All that is needed is the line in the material below containing "262L560 304L555 335L563", plus every line after it, printed exactly.
Segment Open
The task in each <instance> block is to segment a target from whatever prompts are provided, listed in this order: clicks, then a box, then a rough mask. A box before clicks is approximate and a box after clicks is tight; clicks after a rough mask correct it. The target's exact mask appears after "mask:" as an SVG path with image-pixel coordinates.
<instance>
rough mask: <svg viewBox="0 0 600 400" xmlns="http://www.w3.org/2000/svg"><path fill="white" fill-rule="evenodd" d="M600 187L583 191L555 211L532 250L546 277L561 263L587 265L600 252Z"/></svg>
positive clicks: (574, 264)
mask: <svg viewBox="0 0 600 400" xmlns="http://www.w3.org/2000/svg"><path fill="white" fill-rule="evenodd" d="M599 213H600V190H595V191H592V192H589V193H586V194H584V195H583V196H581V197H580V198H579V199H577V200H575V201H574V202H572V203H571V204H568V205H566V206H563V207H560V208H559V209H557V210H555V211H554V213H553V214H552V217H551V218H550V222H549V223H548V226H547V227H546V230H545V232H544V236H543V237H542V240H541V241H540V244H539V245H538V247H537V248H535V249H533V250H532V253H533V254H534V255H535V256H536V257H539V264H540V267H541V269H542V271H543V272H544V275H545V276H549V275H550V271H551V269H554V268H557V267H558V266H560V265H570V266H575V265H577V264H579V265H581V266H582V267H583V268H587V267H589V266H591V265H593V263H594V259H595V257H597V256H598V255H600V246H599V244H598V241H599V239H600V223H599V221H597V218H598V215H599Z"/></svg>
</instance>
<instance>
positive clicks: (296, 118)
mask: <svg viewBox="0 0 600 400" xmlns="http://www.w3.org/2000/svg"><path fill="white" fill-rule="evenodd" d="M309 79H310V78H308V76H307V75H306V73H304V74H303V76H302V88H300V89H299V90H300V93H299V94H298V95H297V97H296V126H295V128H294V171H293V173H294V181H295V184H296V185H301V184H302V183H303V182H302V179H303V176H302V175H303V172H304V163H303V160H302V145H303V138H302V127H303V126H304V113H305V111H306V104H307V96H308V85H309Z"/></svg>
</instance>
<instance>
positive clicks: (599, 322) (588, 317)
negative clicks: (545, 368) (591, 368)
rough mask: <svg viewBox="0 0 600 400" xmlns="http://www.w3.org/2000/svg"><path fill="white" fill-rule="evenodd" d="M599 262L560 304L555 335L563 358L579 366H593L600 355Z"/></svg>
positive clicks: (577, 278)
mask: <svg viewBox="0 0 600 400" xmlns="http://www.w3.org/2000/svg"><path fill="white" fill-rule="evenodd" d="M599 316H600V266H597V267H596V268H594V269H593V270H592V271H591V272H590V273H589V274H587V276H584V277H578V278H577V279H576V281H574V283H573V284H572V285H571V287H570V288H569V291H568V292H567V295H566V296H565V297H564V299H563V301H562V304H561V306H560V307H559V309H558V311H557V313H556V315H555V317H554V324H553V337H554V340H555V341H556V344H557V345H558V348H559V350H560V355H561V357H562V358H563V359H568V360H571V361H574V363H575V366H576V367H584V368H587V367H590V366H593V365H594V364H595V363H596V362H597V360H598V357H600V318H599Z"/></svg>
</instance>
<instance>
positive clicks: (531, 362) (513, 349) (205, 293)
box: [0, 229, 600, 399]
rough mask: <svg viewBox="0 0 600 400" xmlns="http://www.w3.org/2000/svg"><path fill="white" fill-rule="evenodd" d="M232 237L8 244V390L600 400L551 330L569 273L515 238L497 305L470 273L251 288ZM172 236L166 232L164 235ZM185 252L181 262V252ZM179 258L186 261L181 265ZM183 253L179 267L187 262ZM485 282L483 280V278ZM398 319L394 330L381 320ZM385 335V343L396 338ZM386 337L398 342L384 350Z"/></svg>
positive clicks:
Segment Closed
→ **Task response**:
rough mask: <svg viewBox="0 0 600 400" xmlns="http://www.w3.org/2000/svg"><path fill="white" fill-rule="evenodd" d="M599 262L560 304L555 335L563 358L579 366H593L600 355Z"/></svg>
positive clicks: (577, 278)
mask: <svg viewBox="0 0 600 400" xmlns="http://www.w3.org/2000/svg"><path fill="white" fill-rule="evenodd" d="M599 316H600V266H597V267H596V268H594V269H593V270H592V271H591V272H590V273H589V274H587V276H584V277H578V278H577V279H576V281H574V283H573V284H572V285H571V287H570V288H569V291H568V292H567V295H566V296H565V297H564V299H563V301H562V304H561V306H560V307H559V309H558V311H557V313H556V315H555V317H554V324H553V337H554V340H555V341H556V344H557V345H558V348H559V350H560V355H561V357H562V358H563V359H568V360H571V361H574V363H575V366H576V367H584V368H587V367H590V366H593V365H594V364H595V363H596V362H597V360H598V357H600V318H599Z"/></svg>
</instance>
<instance>
positive clicks: (531, 362) (513, 349) (205, 293)
box: [0, 229, 600, 399]
rough mask: <svg viewBox="0 0 600 400" xmlns="http://www.w3.org/2000/svg"><path fill="white" fill-rule="evenodd" d="M232 237L8 244V390L600 400L551 330L569 273L515 238L497 305L470 273L251 288ZM172 236L166 232L164 235ZM185 252L181 262V252ZM179 258L186 261L181 265ZM183 253L179 267L187 262ZM485 282L483 280V278ZM398 319L394 330L381 320ZM385 335V343L396 338ZM386 337L398 342L384 350Z"/></svg>
positive clicks:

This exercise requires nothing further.